---------- TASK INPUT ----------

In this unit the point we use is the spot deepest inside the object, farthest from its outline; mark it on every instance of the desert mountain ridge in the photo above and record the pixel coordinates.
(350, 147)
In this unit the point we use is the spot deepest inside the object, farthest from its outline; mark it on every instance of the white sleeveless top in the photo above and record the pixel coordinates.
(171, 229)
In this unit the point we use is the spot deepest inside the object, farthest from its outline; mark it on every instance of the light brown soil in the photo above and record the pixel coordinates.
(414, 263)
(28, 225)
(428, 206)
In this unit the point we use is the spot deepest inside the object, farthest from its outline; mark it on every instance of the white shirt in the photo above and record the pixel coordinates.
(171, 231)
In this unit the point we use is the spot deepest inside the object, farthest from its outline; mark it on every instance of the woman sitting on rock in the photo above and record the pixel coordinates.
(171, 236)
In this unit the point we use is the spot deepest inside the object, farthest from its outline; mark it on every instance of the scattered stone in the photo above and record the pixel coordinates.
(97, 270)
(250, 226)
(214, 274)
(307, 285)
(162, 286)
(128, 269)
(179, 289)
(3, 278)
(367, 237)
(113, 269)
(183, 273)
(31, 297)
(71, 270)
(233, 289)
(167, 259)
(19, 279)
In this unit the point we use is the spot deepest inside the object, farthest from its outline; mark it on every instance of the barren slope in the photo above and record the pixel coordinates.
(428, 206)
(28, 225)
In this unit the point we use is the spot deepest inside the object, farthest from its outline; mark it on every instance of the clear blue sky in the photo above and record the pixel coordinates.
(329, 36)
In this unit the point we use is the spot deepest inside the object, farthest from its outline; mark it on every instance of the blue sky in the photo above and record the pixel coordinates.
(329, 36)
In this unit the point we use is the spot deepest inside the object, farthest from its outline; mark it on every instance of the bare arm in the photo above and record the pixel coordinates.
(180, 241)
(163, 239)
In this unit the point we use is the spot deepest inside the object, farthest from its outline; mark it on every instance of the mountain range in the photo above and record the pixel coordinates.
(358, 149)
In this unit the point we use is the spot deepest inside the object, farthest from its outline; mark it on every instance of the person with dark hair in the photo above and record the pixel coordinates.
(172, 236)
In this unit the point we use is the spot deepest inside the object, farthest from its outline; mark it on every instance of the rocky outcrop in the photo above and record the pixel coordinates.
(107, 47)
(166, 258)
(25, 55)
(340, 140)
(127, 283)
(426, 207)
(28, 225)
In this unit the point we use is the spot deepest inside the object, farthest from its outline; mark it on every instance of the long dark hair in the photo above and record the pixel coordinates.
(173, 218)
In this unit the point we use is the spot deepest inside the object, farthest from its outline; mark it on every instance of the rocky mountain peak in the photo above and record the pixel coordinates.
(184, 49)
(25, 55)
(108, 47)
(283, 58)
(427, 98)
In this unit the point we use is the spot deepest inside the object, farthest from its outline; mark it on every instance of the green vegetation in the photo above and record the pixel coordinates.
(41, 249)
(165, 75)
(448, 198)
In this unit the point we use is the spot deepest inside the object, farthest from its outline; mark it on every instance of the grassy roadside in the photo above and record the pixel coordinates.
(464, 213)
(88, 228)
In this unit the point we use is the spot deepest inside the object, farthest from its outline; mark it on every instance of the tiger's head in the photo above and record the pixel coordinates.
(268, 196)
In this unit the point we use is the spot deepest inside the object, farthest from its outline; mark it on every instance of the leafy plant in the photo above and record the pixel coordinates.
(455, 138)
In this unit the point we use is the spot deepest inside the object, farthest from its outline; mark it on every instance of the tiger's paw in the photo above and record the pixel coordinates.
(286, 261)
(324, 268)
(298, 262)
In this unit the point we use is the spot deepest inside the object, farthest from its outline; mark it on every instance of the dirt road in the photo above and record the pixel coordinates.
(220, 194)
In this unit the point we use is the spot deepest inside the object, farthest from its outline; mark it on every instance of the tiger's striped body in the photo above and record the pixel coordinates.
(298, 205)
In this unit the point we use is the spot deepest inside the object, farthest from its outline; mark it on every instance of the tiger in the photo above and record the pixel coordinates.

----------

#### [WORK TO COMPLETE]
Write the material out exactly, with nothing left out.

#### [SOLUTION TO THIS TASK]
In this unit the point we use is the spot deepest inside the object, farthest from its outline; mark it on every instance of the desert mountain ridge in the photo above and record the pixel coordinates.
(350, 147)
In this unit the point we use is the spot deepest inside the object, farthest from its outline; mark it on every instance of the white sleeveless top in the photo above and record the pixel coordinates.
(171, 229)
In this unit the point we use is the spot deepest inside the object, farthest from its outline; mark it on every instance of the light brown soil in the photo above and record the pixel coordinates.
(414, 263)
(28, 225)
(428, 206)
In this unit the point we use is the spot deepest inside the object, farthest from its outline; mark it on every instance of the white shirt in the photo above and record the pixel coordinates.
(171, 231)
In this unit the point we use is the spot deepest inside the object, farthest from its outline; mark it on every instance of the woman sitting on rock in the photo above and record the pixel coordinates.
(171, 236)
In this unit the point we use is the spot deepest inside the object, farthest from its outline; mark it on every instance of the scattered stone in the photo above and record the pixel coordinates.
(97, 270)
(250, 226)
(214, 274)
(307, 285)
(162, 286)
(128, 269)
(179, 289)
(3, 278)
(367, 237)
(113, 269)
(183, 273)
(31, 297)
(71, 270)
(233, 289)
(167, 259)
(19, 279)
In this unit the point we use is the spot deepest inside the object, farthest from its outline; mark it on every instance of the barren slope in the photo above and record the pixel coordinates.
(428, 206)
(28, 225)
In this unit the point we use is the spot deepest inside the object, farthest from its outline; mark it on every instance of the clear blue sky in the photo above and record the pixel coordinates.
(329, 36)
In this unit the point we use is the spot deepest inside the object, farthest from its outline; mark it on every instance of the blue sky in the photo above and record the pixel coordinates.
(329, 36)
In this unit the point we use is the spot deepest inside the object, farthest from its outline; mark it on every instance of the bare arm in the photo above and record the pixel coordinates.
(180, 241)
(163, 239)
In this unit the point we use is the spot deepest inside the object, farthest from its outline; mark it on every instance of the mountain range in the photo above and record the pixel coordinates.
(358, 149)
In this unit the point we use is the spot deepest inside the object, farthest from its outline; mark it on every instance of the person with dark hair in the photo above and record the pixel coordinates.
(172, 236)
In this unit the point we use is the spot deepest inside the object, farthest from its outline; mark it on every instance of the rocky outcrop in the photo above and record the pixel coordinates.
(107, 47)
(166, 258)
(25, 55)
(340, 140)
(127, 283)
(426, 207)
(28, 225)
In this unit the point we use is the spot deepest inside the object, farthest from its outline; mark it on every instance of the long dark hair in the photo above and record the pixel coordinates.
(173, 218)
In this unit the point we use is the spot deepest inside the object, farthest from its outline; mark it on every instance of the rocky mountain peak in the photo above and record the pixel coordinates.
(184, 49)
(25, 55)
(108, 47)
(283, 58)
(427, 98)
In this unit the point we use is the spot deepest inside the object, farthest from its outline; mark it on every instance of the green vegetation in the photo above and record the pixel coordinates.
(41, 249)
(165, 75)
(448, 198)
In this unit the point we use is the spot deepest inside the object, farthest from its outline; mark it on every instance of the grassy roadside in the photo above and record the pixel coordinates.
(464, 213)
(88, 228)
In this unit the point we use is the spot deepest inside the object, farthest from its outline; mark it on every instance of the tiger's head in the photo above and record the pixel coordinates.
(268, 196)
In this unit the point we use is the spot deepest inside the object, farthest from its outline; mark it on every instance of the leafy plant in the photo above and record the pixel coordinates.
(455, 138)
In this unit the point we use is the spot deepest inside the object, farthest from its outline; mark it on every instance of the tiger's paw in the photo above and record the pixel coordinates.
(286, 261)
(324, 268)
(298, 262)
In this unit the point we use is the spot deepest inside the object, farthest from its outline; mark it on every instance of the dirt road in the photo above and record the pixel coordinates.
(220, 194)
In this unit the point we use is the spot deepest inside the object, farthest from its outline; mark it on every instance of the tiger's striped body in the photo above and record the pixel coordinates.
(298, 205)
In this unit the point we use is the spot deepest inside the object, farthest from its outline; mark it on every instance of the tiger in the photo above and record the pixel coordinates.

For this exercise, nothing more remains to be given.